## EXCERPTED PASSAGE
__________________________________________________
Shali, you are a smart lady, I always appreciate your wise words.


----------



## Ameriscot

IKE said:


> Hell if I had a 4 hr. erection I wouldn't be able use the ceiling fan over the bed while reclining on my back.
> 
> thump, ouch.....thump, ouch.....thump, ouch.



What's your address??!!  

:lol:


----------



## QuickSilver




----------



## IKE

Ameriscot said:


> What's your address??!!
> 
> :lol:



PM headed your way darl'in.


----------



## HazyDavey

mitchezz said:


> We're Catholic so I went with Immaculate Conception.



That's a good one!!   :highly_amused:


----------



## Ameriscot

IKE said:


> PM headed your way darl'in.



Yea, baby!!  :sentimental:


----------



## Ameriscot

Pappy said:


> Or, go camping. No tent poles needed.



:lol:


----------



## QuickSilver

You people are so dirty minded.....


----------



## ossian

Ameriscot said:


> What's your address??!!
> 
> :lol:


Damn, that size issue again.  Now I feel depressed. Back to the bingo, I suppose! :grin:


----------



## QuickSilver

All this sex talk..   I just may have to give it a try again


----------



## Ameriscot

QuickSilver said:


> All this sex talk..   I just may have to give it a try again




Go for it!!  I highly recommend it.


----------



## QuickSilver

Ameriscot said:


> Go for it!!  I highly recommend it.
> 
> View attachment 30326



even better..


----------



## Falcon

A lot of dry humor, ya ask me !


----------



## Shalimar

Ike, address? Shhhh. We won't tell Philly.......lol, or Annie's hubby.


----------



## Shalimar

I have never laughed so hard before seven thirty am before. You guys are awesome! Thanks.


----------



## QuickSilver

Falcon said:


> A lot of dry humor, ya ask me !



Gives a whole new meaning to the question "Do you "Smoke" after sex?"  doesn't it?


----------



## Shalimar

QS, HaHaHaHaHaHa!


----------



## ossian

QuickSilver said:


> All this sex talk..   I just may have to give it a try again


Well if you do let me know what is involved! I can remember something about expensive meals, wine and dark rooms. After that, it is all a blank!


----------



## SifuPhil

Shalimar said:


> Ike, address? Shhhh. We won't tell Philly.......lol, or Annie's hubby.



HEY, now!


----------



## QuickSilver

ossian said:


> Well if you do let me know what is involved! I can remember something about expensive meals, wine and dark rooms. After that, it is all a blank!



I'm hoping it's like riding a bicycle...


----------



## Bobw235

QuickSilver said:


> I'm hoping it's like riding a bicycle...



Well.....it is good exercise.......and there are other similarities, but I'll stop there.
__________________________________________________
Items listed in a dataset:
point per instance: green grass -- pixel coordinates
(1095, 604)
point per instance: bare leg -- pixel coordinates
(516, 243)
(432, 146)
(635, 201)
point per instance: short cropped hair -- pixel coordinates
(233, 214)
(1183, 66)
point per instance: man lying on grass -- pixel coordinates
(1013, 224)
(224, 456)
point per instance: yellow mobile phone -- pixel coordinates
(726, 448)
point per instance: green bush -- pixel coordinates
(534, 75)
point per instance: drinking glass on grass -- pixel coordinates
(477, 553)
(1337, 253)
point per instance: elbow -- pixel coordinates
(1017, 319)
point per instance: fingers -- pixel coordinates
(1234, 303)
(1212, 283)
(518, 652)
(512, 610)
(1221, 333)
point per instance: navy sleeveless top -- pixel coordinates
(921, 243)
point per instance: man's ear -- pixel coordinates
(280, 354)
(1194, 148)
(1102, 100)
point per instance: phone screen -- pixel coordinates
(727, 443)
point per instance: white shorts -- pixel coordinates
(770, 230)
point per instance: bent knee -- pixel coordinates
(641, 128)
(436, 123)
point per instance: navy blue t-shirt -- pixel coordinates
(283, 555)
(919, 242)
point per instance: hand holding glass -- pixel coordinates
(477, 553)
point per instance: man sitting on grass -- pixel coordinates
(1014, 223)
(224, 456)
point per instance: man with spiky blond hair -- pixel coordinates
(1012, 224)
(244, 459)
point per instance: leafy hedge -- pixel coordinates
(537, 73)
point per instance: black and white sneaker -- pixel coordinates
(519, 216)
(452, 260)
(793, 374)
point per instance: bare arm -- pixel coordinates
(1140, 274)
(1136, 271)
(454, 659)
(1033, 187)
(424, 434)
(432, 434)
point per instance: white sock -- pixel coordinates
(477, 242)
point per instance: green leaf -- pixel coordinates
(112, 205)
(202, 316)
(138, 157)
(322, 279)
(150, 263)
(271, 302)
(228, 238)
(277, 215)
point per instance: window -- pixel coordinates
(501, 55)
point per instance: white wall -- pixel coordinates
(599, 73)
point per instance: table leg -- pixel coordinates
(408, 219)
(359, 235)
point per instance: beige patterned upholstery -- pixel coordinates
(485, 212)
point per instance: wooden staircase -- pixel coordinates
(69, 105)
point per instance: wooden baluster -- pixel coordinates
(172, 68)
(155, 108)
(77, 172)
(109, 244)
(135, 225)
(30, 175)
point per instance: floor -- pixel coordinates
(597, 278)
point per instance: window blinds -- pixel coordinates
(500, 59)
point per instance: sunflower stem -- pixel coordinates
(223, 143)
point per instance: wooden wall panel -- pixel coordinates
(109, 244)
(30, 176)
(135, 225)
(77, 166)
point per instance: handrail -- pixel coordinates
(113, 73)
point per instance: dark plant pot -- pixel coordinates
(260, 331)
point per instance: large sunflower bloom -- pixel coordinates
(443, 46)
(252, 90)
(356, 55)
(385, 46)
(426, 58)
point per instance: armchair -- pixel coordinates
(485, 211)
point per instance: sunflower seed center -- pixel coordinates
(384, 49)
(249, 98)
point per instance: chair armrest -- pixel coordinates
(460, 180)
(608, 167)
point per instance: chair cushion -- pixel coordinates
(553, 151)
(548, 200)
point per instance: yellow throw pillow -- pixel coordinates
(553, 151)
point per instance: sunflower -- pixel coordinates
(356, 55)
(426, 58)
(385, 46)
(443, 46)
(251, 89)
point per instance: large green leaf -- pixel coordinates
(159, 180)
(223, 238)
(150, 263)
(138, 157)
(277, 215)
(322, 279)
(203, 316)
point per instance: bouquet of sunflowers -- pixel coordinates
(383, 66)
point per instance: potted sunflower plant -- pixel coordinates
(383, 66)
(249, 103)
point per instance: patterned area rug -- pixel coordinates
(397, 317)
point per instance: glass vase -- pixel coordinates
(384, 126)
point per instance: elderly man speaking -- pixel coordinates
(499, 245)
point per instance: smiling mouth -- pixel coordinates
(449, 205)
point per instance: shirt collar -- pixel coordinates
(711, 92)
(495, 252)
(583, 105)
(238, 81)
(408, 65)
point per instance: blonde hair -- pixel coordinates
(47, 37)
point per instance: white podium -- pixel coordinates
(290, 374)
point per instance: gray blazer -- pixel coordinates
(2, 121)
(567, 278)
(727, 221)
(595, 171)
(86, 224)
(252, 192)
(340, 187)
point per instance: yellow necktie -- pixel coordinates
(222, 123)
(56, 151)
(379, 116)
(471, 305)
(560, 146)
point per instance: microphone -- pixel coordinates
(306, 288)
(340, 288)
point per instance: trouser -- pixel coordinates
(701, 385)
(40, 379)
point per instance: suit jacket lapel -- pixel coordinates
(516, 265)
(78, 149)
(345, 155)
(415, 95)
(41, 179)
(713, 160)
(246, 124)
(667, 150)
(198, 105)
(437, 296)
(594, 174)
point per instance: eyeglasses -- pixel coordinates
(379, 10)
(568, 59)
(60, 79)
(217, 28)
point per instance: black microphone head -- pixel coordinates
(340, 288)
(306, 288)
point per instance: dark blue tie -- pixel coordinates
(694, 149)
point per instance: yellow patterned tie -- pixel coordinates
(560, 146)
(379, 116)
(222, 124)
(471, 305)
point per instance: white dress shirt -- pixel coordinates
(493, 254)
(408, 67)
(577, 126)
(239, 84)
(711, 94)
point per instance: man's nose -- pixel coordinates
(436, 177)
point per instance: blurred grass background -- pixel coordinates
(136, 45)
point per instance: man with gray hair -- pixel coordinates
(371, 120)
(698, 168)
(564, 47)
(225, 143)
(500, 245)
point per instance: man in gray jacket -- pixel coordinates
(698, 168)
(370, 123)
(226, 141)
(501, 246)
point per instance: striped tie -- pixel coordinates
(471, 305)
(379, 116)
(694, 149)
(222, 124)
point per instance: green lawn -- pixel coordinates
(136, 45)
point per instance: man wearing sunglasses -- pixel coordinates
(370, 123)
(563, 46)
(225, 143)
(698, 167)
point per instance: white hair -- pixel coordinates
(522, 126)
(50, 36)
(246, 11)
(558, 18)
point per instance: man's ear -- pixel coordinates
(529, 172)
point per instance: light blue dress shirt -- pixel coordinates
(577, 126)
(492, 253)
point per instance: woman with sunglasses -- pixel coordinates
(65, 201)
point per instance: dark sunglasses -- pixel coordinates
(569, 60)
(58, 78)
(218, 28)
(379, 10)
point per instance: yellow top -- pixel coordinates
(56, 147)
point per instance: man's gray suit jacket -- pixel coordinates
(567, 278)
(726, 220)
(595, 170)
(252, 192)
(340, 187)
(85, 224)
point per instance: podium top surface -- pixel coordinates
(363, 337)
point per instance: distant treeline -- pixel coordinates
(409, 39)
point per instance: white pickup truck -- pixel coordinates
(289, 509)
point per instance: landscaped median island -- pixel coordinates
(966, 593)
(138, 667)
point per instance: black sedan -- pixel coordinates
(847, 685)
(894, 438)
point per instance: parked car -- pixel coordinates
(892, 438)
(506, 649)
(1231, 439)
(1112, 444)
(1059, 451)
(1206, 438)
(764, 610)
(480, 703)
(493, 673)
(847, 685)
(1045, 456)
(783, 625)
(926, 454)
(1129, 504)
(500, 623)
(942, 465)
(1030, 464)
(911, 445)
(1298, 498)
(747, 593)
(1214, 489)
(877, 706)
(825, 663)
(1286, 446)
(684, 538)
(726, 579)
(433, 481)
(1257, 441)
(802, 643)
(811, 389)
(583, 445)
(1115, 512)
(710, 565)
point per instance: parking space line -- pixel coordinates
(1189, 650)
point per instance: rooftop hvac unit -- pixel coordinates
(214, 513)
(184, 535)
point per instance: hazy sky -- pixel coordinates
__________________________________________________
## PROBLEMS TO SOLVE
• A. From the forum thread, reproduce the portion starting at "Shali, you are" and ending at "on my back.".
• B. Answer these questions using the forum thread:
(i) What religion does mitchezz give as the reason for choosing Immaculate Conception?
(ii) Which three things does ossian say they can remember?
(iii) Before what time of day does Shalimar say she had never laughed so hard?
• C. Write what comes next in the forum thread, continuing after its final post.

## FINAL RESULTS
• A.
Shali, you are a smart lady, I always appreciate your wise words.


----------



## Ameriscot

IKE said:


> Hell if I had a 4 hr. erection I wouldn't be able use the ceiling fan over the bed while reclining on my back.

• B.
(i) Catholic.
(ii) Expensive meals, wine and dark rooms.
(iii) Seven thirty am.

• C.
----------



## Phoenix

Guitarist said:


> There may not be anything offensive to _you_. It is offensive to _me._  It started out mentioning some hypothetical woman as a sex object (the poster has posted before he doesn't even "have" a woman right now anyway so she must be hypothetical). Then other guys chimed in making comments on the same theme.  Showing absolutely no respect for women whatsoever.  Yes. That offends me.  Some of these guys can be funny on other threads, then one of them -- who never plays any other games here -- makes some sexist comment, and other guys join in.  And you women think it's funny.
> 
> Guess you have no self-respect, huh, girls?
> 
> That's why women have been seen as sex objects for so long.  They think it's funny.  Like those here who call their own breasts boobs, and don't see what a put-down that is.
> 
> I just don't get you people. That's why I quit welcoming the new people who come here thinking this is a great community.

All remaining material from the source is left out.